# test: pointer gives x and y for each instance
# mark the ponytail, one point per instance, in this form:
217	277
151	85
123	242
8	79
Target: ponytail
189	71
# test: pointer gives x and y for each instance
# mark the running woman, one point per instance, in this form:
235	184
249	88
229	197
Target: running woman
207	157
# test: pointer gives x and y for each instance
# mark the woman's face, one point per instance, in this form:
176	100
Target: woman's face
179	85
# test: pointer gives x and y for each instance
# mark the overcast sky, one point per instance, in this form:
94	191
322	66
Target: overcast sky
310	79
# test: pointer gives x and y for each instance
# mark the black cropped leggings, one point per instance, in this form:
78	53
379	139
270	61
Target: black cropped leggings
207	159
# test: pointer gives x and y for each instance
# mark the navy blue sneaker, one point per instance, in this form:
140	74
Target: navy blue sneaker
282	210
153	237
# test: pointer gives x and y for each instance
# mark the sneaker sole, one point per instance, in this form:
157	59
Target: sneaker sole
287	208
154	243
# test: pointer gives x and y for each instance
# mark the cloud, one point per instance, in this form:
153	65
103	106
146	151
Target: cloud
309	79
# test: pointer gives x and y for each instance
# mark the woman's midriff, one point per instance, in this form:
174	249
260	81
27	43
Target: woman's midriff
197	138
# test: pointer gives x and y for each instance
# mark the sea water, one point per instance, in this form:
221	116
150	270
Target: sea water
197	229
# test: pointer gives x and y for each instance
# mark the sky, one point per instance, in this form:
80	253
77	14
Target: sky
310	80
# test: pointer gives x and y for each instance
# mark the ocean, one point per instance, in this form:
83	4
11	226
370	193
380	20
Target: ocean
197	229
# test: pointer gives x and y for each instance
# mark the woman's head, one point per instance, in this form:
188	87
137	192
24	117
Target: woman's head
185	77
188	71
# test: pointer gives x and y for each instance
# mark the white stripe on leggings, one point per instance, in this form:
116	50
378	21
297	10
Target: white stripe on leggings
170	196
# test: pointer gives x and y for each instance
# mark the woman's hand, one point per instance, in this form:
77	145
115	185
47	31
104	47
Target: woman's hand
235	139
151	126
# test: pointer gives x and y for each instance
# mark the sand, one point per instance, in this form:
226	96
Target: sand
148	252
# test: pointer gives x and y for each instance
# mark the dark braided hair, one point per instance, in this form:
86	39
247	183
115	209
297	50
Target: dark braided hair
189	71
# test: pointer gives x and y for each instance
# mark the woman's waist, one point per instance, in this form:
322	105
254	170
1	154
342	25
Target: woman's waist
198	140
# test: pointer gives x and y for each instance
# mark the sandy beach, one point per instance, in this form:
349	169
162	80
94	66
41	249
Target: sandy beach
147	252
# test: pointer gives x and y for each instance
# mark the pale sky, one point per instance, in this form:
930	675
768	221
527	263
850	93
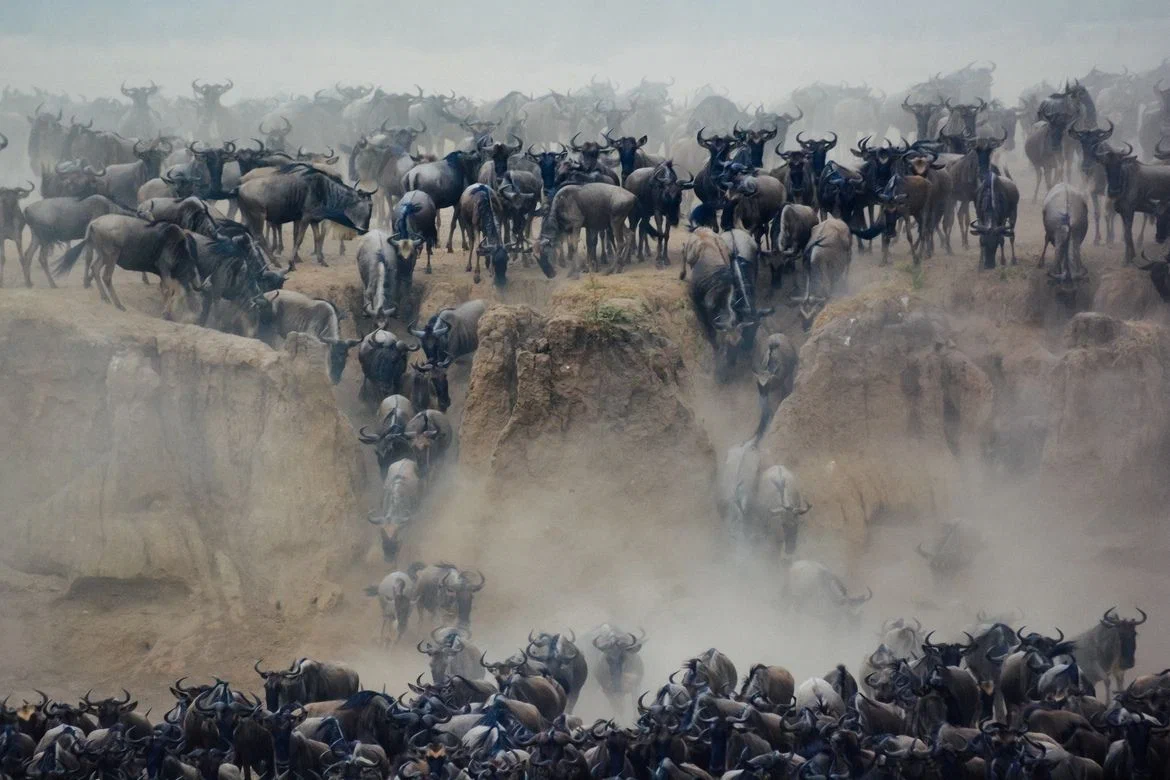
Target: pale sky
758	49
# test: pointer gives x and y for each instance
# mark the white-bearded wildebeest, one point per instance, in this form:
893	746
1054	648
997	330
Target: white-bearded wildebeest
775	366
382	261
1107	650
1133	187
303	194
281	312
812	589
393	414
1066	222
445	181
715	287
135	244
414	214
401	490
12	222
308	681
563	661
396	596
476	213
57	220
383	359
659	193
619	669
597	207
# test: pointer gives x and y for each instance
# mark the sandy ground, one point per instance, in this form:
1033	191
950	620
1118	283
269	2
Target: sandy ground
1060	568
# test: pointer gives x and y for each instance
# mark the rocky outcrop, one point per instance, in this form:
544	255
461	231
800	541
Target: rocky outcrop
885	413
140	449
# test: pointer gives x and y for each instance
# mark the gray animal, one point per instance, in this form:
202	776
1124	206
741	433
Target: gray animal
59	220
12	222
1066	222
597	207
281	312
380	261
775	366
135	244
1106	651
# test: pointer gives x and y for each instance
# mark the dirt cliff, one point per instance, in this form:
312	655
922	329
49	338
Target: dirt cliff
172	454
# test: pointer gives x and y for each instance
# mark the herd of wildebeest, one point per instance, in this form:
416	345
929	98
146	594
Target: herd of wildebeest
135	187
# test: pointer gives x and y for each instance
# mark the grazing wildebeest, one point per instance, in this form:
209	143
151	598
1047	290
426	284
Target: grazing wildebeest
597	207
619	670
281	312
775	366
1066	222
396	596
1133	187
393	414
414	214
57	220
12	222
303	194
308	681
383	359
445	180
659	193
563	661
451	333
135	244
380	257
400	495
476	213
1107	650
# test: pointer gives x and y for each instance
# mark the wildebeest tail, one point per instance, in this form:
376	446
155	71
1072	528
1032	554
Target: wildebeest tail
69	260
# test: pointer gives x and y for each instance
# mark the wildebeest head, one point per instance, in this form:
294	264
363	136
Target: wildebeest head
109	710
627	150
460	588
818	151
276	137
548	164
616	648
1089	140
1117	167
1127	633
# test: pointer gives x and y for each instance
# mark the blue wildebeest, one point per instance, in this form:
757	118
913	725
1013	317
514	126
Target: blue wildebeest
1133	187
308	681
1107	650
445	180
619	669
12	222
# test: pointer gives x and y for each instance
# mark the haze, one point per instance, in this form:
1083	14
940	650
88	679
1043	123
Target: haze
761	50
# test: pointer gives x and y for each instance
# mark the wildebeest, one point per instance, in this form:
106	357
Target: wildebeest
135	244
400	494
714	291
826	264
775	366
12	223
597	207
382	261
1133	187
451	333
1066	222
308	681
57	220
281	312
1107	650
305	195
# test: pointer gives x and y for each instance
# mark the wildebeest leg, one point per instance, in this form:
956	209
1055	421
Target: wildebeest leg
1127	229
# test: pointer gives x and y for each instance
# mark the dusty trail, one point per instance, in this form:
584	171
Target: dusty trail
570	550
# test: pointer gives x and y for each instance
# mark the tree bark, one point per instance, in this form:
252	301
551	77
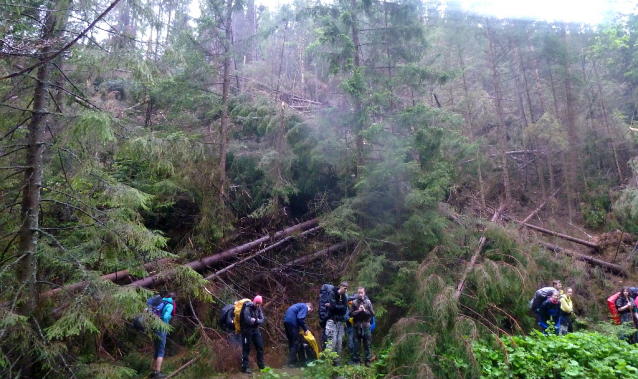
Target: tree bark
358	105
606	121
52	28
535	211
560	235
260	252
223	143
586	258
498	97
201	264
311	257
206	261
570	118
470	266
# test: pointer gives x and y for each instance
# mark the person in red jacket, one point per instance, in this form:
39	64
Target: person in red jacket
626	309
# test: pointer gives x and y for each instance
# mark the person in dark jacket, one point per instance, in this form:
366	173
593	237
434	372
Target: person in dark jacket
251	319
566	312
549	311
337	316
626	308
362	313
294	319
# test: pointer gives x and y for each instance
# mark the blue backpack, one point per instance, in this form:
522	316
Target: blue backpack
156	305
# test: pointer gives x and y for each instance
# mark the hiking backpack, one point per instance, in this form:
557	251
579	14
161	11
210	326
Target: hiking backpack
540	296
226	316
155	305
611	303
238	310
324	297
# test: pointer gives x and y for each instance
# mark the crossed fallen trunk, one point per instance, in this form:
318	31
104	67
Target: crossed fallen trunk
197	265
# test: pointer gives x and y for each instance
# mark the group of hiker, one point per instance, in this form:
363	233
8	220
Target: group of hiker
554	307
164	309
339	314
622	306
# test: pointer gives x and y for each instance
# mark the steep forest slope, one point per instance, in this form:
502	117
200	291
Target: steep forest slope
450	162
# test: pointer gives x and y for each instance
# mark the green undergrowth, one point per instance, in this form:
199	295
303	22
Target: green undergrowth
577	355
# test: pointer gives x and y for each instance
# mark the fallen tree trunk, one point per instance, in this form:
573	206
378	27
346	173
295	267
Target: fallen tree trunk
470	265
586	258
216	274
535	211
213	258
560	235
114	277
185	365
201	264
311	257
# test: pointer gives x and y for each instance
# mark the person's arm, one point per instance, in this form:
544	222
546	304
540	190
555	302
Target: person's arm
338	307
371	310
301	318
355	310
564	305
260	317
621	306
167	312
245	315
542	312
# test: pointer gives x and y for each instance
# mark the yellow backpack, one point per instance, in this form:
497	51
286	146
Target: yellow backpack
238	306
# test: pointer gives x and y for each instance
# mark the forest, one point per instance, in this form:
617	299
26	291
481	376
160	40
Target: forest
449	161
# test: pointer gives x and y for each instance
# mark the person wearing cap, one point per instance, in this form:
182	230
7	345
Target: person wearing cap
251	318
337	316
294	319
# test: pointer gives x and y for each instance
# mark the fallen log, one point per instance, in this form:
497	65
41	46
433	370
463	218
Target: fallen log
201	264
535	211
185	365
311	257
214	258
470	265
216	274
585	258
114	277
560	235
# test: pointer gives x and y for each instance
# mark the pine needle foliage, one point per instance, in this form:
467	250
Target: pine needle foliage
492	303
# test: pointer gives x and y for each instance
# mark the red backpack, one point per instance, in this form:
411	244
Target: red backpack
611	303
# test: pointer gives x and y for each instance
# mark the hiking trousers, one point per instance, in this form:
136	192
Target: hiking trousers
294	342
334	335
362	333
252	336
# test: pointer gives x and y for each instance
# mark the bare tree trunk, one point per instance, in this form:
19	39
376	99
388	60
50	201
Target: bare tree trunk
570	118
517	72
537	80
470	265
387	49
33	175
469	121
223	143
358	105
606	120
586	258
498	97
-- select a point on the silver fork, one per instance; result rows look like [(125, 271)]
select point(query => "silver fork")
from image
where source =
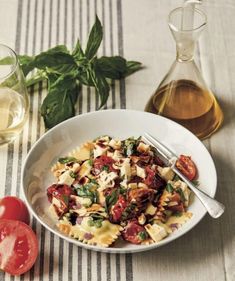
[(213, 207)]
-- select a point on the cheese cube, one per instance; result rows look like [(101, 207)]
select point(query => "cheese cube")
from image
[(156, 232), (166, 173), (65, 178), (140, 172)]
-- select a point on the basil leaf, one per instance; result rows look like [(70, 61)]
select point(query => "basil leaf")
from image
[(132, 66), (111, 67), (111, 199), (169, 188), (57, 105), (94, 40), (180, 191), (65, 160), (88, 191)]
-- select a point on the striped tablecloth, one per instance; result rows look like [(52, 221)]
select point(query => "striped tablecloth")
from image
[(136, 29)]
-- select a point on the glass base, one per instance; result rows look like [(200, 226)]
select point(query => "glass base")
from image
[(189, 105)]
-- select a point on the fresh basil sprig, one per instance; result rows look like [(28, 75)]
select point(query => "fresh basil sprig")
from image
[(66, 71)]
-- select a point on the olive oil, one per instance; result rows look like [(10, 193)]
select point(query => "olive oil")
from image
[(189, 105)]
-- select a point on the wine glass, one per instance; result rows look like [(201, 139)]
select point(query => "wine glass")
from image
[(14, 101)]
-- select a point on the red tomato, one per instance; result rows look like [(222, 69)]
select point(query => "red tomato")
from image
[(187, 167), (118, 208), (18, 247), (104, 161), (132, 232), (13, 208)]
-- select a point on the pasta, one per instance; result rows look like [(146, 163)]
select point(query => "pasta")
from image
[(109, 189)]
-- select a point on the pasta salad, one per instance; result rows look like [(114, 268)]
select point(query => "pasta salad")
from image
[(108, 189)]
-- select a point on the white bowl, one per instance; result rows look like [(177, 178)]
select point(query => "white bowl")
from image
[(63, 138)]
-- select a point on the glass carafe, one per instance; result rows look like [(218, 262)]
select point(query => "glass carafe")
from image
[(183, 95)]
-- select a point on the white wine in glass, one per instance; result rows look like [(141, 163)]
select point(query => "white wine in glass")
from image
[(14, 102)]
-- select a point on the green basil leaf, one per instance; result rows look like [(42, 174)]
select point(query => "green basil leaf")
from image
[(111, 199), (57, 105), (169, 188), (94, 40), (180, 191), (132, 66), (111, 67)]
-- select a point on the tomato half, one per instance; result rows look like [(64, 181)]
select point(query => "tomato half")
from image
[(132, 232), (18, 247), (187, 167), (13, 208), (117, 209)]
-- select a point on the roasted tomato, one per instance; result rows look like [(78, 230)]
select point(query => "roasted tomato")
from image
[(103, 162), (62, 194), (18, 247), (187, 167), (178, 205), (134, 232), (117, 209), (140, 197), (153, 180)]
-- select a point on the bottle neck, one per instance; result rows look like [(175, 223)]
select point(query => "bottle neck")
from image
[(185, 50)]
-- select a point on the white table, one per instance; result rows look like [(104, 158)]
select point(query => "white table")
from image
[(138, 30)]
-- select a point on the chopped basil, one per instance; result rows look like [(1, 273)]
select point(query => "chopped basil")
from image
[(195, 182), (169, 187), (73, 175), (65, 199), (179, 190), (143, 235), (93, 181), (65, 160), (95, 220), (105, 168), (177, 214), (88, 191), (128, 211), (130, 146), (111, 199), (176, 178)]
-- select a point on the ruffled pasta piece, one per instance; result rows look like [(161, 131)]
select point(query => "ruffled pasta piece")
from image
[(162, 204), (148, 241), (82, 152), (57, 169), (174, 222), (103, 236)]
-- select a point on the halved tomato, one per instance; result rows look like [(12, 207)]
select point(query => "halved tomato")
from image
[(18, 247), (13, 208), (187, 167)]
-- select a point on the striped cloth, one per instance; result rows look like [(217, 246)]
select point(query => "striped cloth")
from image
[(137, 30), (41, 25)]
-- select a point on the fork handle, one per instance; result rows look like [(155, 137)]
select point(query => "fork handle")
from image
[(213, 207)]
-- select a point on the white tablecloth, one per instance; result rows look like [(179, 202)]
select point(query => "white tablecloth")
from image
[(138, 30)]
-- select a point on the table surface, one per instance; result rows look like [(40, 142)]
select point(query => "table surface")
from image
[(138, 30)]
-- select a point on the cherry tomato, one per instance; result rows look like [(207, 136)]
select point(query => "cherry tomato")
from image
[(133, 231), (18, 247), (104, 162), (118, 208), (187, 167), (14, 208), (153, 180), (62, 193)]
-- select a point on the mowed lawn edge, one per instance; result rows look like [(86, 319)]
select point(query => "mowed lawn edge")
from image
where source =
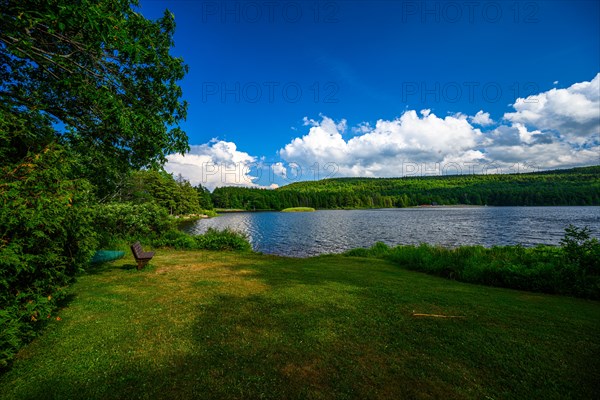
[(200, 324)]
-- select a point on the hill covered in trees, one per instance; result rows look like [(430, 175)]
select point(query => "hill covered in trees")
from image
[(578, 186)]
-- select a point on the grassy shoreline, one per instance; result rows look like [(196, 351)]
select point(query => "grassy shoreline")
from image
[(243, 325)]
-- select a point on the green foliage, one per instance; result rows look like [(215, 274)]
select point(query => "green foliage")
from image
[(102, 71), (46, 238), (178, 197), (117, 222), (578, 186), (570, 269), (213, 239), (581, 250)]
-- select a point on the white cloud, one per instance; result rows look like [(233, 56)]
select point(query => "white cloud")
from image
[(559, 128), (279, 170), (481, 118), (573, 112), (384, 150), (214, 164)]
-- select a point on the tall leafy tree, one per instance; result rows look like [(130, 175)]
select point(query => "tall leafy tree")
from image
[(95, 76)]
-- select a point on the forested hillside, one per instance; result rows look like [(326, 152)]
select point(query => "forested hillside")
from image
[(578, 186)]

* * * * * * *

__Problem description__
Keep only the lines of the listing that contain the word "tomato", and copy them.

__Task result__
-- select a point on the red tomato, one per instance; result rows look like [(222, 69)]
select point(query => "red tomato")
-- select a point on the tomato half, one per instance; result rows look like [(64, 181)]
select point(query => "tomato half")
-- select a point on the roasted tomato, one per instance; result rows look like [(78, 230)]
select point(query => "roasted tomato")
-- select a point on the halved tomato, one per instance; result rows look like [(12, 207)]
select point(query => "halved tomato")
-- select a point on the cherry tomato, one per instance; result rows look like [(207, 136)]
select point(query => "cherry tomato")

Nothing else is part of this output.